== THE EXERCISE ==
The entries below should be quoted exactly, with no pictures carried over.

Point annotation records:

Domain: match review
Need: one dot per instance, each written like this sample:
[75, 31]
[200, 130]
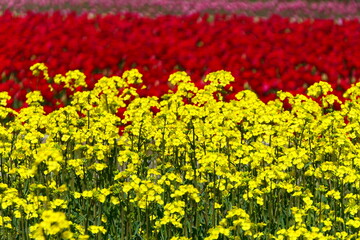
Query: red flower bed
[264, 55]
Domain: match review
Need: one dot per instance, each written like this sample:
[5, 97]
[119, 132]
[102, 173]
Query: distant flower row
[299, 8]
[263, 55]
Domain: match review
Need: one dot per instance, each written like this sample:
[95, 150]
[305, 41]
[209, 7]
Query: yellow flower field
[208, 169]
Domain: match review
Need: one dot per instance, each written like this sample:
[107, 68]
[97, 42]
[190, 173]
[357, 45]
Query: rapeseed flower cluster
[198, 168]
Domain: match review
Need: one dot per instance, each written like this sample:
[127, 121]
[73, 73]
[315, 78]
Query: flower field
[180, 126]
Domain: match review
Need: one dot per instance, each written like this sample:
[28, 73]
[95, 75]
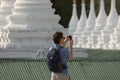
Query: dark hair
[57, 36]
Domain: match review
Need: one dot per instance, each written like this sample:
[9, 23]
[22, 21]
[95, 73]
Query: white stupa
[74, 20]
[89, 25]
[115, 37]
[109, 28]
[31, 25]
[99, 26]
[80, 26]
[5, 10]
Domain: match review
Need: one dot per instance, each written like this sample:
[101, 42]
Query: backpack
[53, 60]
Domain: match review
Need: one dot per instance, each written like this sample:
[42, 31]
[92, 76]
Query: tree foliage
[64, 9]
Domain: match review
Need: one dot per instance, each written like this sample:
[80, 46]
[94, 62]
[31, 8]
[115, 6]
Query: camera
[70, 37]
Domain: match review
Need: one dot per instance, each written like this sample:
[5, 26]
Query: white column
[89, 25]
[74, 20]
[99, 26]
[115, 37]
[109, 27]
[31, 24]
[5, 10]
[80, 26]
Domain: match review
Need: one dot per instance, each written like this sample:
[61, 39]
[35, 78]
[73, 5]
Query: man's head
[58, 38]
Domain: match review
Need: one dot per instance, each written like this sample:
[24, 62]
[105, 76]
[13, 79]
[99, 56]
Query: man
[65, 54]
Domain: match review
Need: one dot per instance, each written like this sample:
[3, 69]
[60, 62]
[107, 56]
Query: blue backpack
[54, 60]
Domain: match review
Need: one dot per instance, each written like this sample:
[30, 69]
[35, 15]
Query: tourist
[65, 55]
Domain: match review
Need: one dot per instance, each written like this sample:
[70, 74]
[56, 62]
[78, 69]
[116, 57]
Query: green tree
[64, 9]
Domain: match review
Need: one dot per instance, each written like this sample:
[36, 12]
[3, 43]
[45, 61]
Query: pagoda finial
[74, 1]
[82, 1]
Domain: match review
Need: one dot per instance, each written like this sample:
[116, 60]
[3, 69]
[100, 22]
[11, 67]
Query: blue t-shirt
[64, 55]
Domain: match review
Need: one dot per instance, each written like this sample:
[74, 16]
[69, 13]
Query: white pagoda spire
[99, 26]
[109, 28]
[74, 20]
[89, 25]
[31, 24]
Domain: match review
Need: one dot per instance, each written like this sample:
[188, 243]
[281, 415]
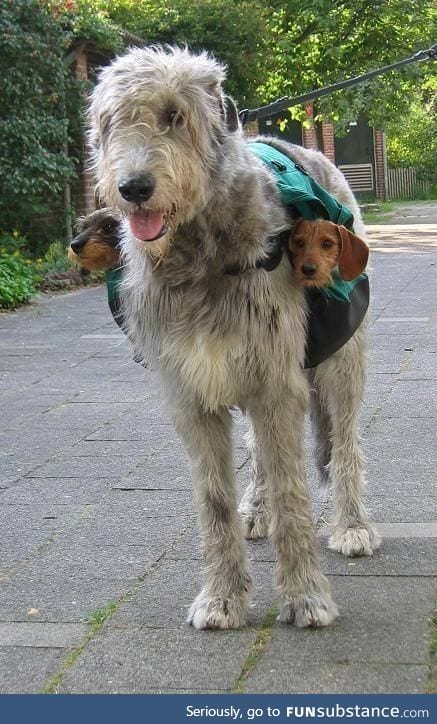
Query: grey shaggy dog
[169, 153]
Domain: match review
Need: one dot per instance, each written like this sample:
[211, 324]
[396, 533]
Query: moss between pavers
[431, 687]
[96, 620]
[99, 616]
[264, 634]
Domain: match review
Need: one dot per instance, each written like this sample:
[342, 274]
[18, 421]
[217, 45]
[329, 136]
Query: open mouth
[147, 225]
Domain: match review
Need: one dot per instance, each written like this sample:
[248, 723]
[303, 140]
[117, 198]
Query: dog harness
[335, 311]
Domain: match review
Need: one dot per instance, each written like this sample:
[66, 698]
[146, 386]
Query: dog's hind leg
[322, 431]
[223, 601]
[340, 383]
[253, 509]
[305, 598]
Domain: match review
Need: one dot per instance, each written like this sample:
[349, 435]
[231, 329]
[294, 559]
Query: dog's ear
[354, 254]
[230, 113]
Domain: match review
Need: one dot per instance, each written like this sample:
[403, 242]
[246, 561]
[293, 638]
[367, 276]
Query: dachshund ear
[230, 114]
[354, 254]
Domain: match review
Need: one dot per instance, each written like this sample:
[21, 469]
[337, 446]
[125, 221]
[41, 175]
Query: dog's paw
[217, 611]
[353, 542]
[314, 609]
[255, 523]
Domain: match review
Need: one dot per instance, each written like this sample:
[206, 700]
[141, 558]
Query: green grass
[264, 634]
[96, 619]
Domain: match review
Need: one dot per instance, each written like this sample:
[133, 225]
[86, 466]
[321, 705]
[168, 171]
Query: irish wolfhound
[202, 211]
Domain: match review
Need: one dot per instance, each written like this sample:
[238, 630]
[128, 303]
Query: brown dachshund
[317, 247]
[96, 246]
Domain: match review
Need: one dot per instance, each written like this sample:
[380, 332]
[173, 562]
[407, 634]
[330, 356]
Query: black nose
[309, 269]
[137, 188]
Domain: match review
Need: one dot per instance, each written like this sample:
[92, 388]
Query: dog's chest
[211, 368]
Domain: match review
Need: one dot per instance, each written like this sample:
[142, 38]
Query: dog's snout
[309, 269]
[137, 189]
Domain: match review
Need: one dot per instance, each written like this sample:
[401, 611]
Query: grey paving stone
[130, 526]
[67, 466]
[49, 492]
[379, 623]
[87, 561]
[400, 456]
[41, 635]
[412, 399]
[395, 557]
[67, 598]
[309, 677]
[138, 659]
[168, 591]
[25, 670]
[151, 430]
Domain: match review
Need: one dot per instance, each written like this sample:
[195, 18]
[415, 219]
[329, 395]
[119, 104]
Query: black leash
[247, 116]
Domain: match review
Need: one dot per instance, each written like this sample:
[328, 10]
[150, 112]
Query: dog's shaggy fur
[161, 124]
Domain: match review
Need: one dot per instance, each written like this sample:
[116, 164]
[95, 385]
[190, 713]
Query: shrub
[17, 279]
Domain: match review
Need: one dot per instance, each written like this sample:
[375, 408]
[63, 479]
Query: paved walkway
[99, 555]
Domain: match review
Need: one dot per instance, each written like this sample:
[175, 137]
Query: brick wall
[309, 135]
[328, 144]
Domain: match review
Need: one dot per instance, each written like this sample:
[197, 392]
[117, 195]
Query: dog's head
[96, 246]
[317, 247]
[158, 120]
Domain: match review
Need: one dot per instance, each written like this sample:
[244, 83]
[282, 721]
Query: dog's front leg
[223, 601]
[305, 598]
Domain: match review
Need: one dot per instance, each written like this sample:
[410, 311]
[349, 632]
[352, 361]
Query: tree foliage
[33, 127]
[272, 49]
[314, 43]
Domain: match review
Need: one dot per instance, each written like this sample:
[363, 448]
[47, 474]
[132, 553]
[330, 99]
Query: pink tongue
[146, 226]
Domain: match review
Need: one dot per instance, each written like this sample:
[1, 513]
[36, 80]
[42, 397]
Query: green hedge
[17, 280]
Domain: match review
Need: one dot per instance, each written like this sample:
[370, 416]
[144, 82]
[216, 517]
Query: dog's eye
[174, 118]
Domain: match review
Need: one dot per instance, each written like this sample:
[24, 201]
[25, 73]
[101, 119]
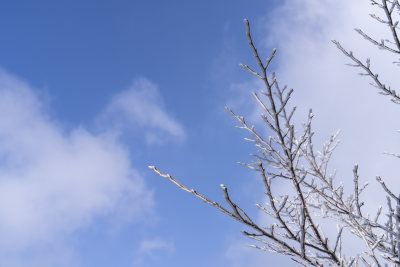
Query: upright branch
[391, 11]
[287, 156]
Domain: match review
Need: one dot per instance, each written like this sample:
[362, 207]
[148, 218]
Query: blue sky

== OUTPUT OF THE TASK ==
Domain: match review
Need: one dot per instance, each written like this sample:
[75, 31]
[200, 130]
Query: red flower bed
[264, 55]
Domain: match review
Need: one dot per instance, each written like this sample:
[5, 97]
[119, 132]
[102, 173]
Query: distant flower row
[299, 8]
[263, 55]
Domain: match review
Need: one dot per instance, each written like this sample:
[95, 150]
[305, 41]
[209, 7]
Query: yellow flower field
[208, 169]
Domain: match review
Need: one dot per instance, each written like this sample:
[107, 68]
[97, 42]
[190, 173]
[357, 45]
Query: rapeseed flower cluster
[198, 168]
Domain: match review
Need: one dot per instance, each written like this sample:
[127, 121]
[73, 73]
[315, 78]
Query: flower field
[180, 126]
Domain: match review
Need: one dot per instance, each written like this sample:
[28, 73]
[95, 75]
Query: dark hair
[57, 36]
Domain: match review
Need: one dot per instance, each written like this sample:
[9, 23]
[22, 21]
[95, 73]
Query: white stupa
[74, 20]
[89, 25]
[115, 37]
[109, 28]
[31, 25]
[99, 26]
[80, 26]
[5, 10]
Domain: match review
Need: one dot per instance, each written like this sample:
[101, 42]
Query: backpack
[53, 60]
Domain: match review
Need: one dot per instance, each written like this sample:
[42, 31]
[92, 76]
Query: tree foliage
[64, 9]
Domain: match review
Need: one dot per instance, each written like this sample:
[80, 46]
[94, 62]
[31, 8]
[115, 6]
Query: camera
[70, 37]
Domain: match review
Need: one dot per instance, each written like this sample:
[5, 26]
Query: white column
[89, 25]
[74, 20]
[99, 26]
[115, 37]
[109, 27]
[31, 24]
[5, 10]
[80, 26]
Domain: match review
Need: one dot per instance, each written like this sample:
[61, 39]
[35, 78]
[73, 5]
Query: man's head
[58, 38]
Domain: match review
Need: one dot per instance, each written like this sample:
[24, 62]
[105, 76]
[13, 79]
[99, 56]
Query: man
[65, 54]
Domain: match review
Need: one dot per instance, each written like this sample:
[3, 69]
[60, 62]
[107, 56]
Query: blue backpack
[54, 60]
Domain: match review
Need: one dot per instance, each written like this sample:
[30, 69]
[35, 15]
Query: tourist
[65, 55]
Domain: match review
Need: one dot per instance, each written like this sample:
[70, 74]
[56, 62]
[78, 69]
[116, 57]
Query: green tree
[64, 9]
Domain: match review
Need: one dot per instance, each written like this sample:
[36, 12]
[3, 43]
[45, 61]
Query: pagoda finial
[74, 1]
[82, 1]
Domain: match review
Need: one dot per instance, each written like this sample:
[116, 60]
[3, 69]
[100, 22]
[11, 67]
Query: blue t-shirt
[64, 55]
Domain: match review
Need: one dot per instance, each written like this sample:
[74, 16]
[69, 13]
Query: white pagoda spire
[99, 26]
[109, 28]
[74, 20]
[89, 25]
[31, 24]
Domain: match review
Need: one dot per instance, each written like this sample:
[188, 243]
[281, 415]
Query: grey shaggy dog
[169, 153]
Domain: match review
Need: one dot per instance, each written like this sample:
[211, 324]
[396, 533]
Query: moss between pavers
[431, 687]
[96, 620]
[99, 616]
[264, 634]
Domain: match review
Need: one dot per instance, each written like this sample:
[342, 274]
[18, 421]
[217, 45]
[329, 136]
Query: open mouth
[147, 225]
Domain: match review
Need: one dot per instance, each written like this sample:
[248, 723]
[303, 140]
[117, 198]
Query: dog harness
[335, 311]
Domain: match review
Need: one dot per instance, each written like this sample:
[66, 698]
[146, 386]
Query: dog's hind leg
[322, 431]
[223, 601]
[340, 383]
[253, 509]
[305, 598]
Domain: match review
Need: one dot per instance, each written like this sample:
[349, 435]
[231, 329]
[294, 559]
Query: dog's ear
[354, 254]
[230, 113]
Domain: match review
Need: one dot per instance, each written like this sample:
[403, 242]
[246, 561]
[293, 638]
[367, 276]
Query: dachshund ear
[230, 114]
[354, 254]
Domain: match review
Need: one dot per instance, each written like this sample:
[21, 469]
[337, 446]
[125, 221]
[41, 175]
Query: dog's paw
[217, 611]
[353, 542]
[314, 609]
[255, 523]
Domain: match review
Need: one dot per instance, each written like this sample:
[206, 700]
[141, 558]
Query: green grass
[264, 634]
[96, 619]
Domain: match review
Need: one dot per instance, each written like this sample:
[133, 225]
[86, 466]
[321, 705]
[168, 171]
Query: irish wolfhound
[202, 211]
Domain: match review
Need: one dot per instance, each written like this sample:
[238, 630]
[128, 303]
Query: brown dachshund
[317, 247]
[96, 246]
Domain: match review
Need: one dot per instance, each written like this sample:
[380, 332]
[173, 562]
[407, 634]
[330, 356]
Query: black nose
[309, 269]
[137, 188]
Domain: match review
Need: one dot per instance, each written like this sample:
[92, 388]
Query: dog's chest
[211, 368]
Domain: match review
Need: one dot per instance, each written like this sample:
[142, 38]
Query: dog's snout
[309, 269]
[137, 189]
Domain: match review
Need: one dot per instance, each written like this sample:
[401, 611]
Query: grey paving stone
[130, 526]
[67, 466]
[49, 492]
[379, 623]
[87, 561]
[400, 456]
[41, 635]
[412, 399]
[395, 557]
[67, 598]
[309, 677]
[138, 659]
[168, 591]
[25, 670]
[151, 430]
Domain: match review
Need: one dot per instance, each written like this sample:
[195, 18]
[415, 219]
[329, 395]
[119, 104]
Query: black leash
[247, 116]
Domain: match review
Need: one dot per instance, each written like this sample:
[328, 10]
[150, 112]
Query: dog's shaggy fur
[161, 124]
Domain: match review
Need: one dot per instance, each written like this sample:
[116, 164]
[95, 385]
[190, 713]
Query: shrub
[17, 279]
Domain: match review
Need: one dot per instance, each written like this sample:
[375, 408]
[63, 479]
Query: paved walkway
[99, 555]
Domain: match review
Need: one dot per instance, each written like this sample:
[175, 137]
Query: brick wall
[309, 135]
[328, 144]
Domain: match review
Need: one dot per instance, each written like this sample:
[197, 392]
[117, 195]
Query: dog's head
[96, 246]
[317, 247]
[158, 120]
Domain: match review
Need: one dot per instance, each written like this sample:
[244, 83]
[282, 721]
Query: dog's front leg
[223, 601]
[305, 598]
Domain: match review
Need: one dot per instance, each written like this sample:
[410, 311]
[349, 632]
[352, 361]
Query: tree foliage
[33, 127]
[272, 49]
[314, 43]
Domain: match review
Need: one dot per instance, each written like this sample:
[363, 448]
[47, 474]
[132, 553]
[330, 99]
Query: pink tongue
[146, 226]
Domain: match review
Need: one dot per instance, each written like this sample:
[1, 513]
[36, 80]
[42, 397]
Query: green hedge
[17, 280]
Domain: match review
Need: one dot per instance, each written like this sample:
[370, 416]
[144, 82]
[216, 517]
Query: dog's eye
[174, 118]
Domain: match review
Need: one dot per instance, each written like this sample:
[24, 201]
[25, 73]
[101, 119]
Query: upright branch
[391, 11]
[287, 156]
Domain: match review
Need: one dot per instance, each written like this sample:
[362, 207]
[148, 218]
Query: blue sky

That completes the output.